> [AIM] Set down the final stretch of the data, from the line that holds "of the beige" through the last line, both included, with pictures left out.

[Pointing records]
★ ★ ★ ★
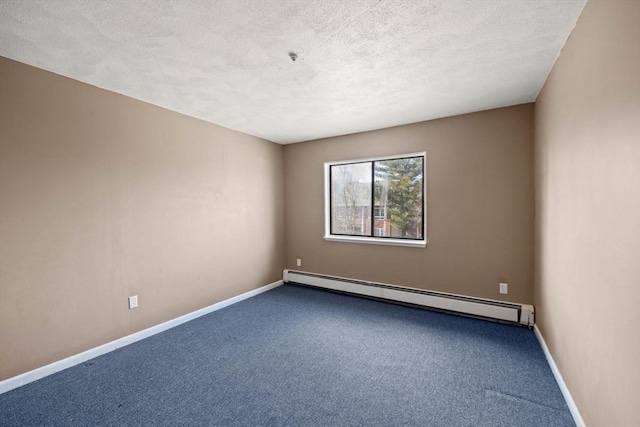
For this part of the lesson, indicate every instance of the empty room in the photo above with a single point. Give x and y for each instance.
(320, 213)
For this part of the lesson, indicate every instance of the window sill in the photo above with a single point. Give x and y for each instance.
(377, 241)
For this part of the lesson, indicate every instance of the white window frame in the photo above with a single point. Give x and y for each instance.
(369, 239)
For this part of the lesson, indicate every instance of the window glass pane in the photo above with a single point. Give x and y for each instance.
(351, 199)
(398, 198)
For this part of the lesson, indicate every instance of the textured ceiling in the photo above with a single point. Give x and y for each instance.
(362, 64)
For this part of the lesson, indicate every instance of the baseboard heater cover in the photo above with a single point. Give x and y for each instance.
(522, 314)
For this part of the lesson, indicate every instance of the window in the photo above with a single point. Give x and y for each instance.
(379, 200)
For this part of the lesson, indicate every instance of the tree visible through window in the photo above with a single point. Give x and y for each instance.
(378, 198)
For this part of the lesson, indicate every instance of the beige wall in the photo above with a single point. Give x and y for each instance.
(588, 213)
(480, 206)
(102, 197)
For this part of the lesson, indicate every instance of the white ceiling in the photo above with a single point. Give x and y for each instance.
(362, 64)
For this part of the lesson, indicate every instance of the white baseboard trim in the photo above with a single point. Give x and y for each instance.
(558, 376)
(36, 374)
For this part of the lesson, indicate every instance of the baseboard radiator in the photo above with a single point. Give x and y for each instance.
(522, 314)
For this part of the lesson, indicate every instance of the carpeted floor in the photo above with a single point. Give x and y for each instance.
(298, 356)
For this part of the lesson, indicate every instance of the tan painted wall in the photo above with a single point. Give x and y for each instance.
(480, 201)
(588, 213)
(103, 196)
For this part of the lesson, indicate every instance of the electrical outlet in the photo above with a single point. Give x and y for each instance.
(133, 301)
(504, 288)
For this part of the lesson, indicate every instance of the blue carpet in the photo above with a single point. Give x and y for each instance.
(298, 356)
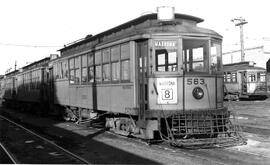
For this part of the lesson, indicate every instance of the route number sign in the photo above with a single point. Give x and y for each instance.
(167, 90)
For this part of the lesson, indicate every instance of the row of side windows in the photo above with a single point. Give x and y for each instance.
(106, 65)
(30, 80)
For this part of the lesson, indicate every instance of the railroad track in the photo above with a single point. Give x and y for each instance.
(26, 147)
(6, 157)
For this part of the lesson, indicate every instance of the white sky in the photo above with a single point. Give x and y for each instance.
★ ★ ★ ★
> [RESPONSE FOR THIS EXERCISE]
For this part of the lesson, indicate every instance of the beige wall in the photo above with a single point. Give x and y for each instance.
(588, 213)
(480, 206)
(102, 197)
For this part of the lesson, indicate every instance of the white ceiling in the photo above with a single point. Give x and y for each instance.
(362, 64)
For this part of the lesson, indicate every instance of the white baseboard trim in the photo above with a single point. Give x and y for each instance.
(558, 376)
(36, 374)
For this part of the lesson, indicate every instance of the baseboard radiator in the photo above with a single point. Give x and y for each instance.
(522, 314)
For this part of the lesson, indicate every instance of the carpeted floor in the photo above with a single point. Give x and y for each instance.
(298, 356)
For this part of the lesson, indicate every instance of the tan painted wall in the photo above with a single point. Give x and y for each instance.
(480, 201)
(588, 213)
(103, 196)
For this part of the lesson, indicate every instance of the electrical outlet in the photo above with a single point. Give x and y for each instance.
(133, 301)
(504, 288)
For this part of the lesson, indicate every instance of the blue carpet in the photo above with a single point. Give x and y for each instance.
(298, 356)
For this part of the lesson, indicate every instance of the route number sign in the photo above with a single point. Give x and y for each instance.
(167, 90)
For this part of the lesson, indicate every instance of the row of side windows in the photo above with a single point. Give x and y for each instance.
(106, 65)
(30, 80)
For this part of the lesson, indicate every instance of the railroad track in the photo above with a single point. Give x and y for each instance.
(26, 147)
(6, 157)
For this part of the lesson, indicate every instance of the white sky in the photo above with a single point. Give x and y for each instance.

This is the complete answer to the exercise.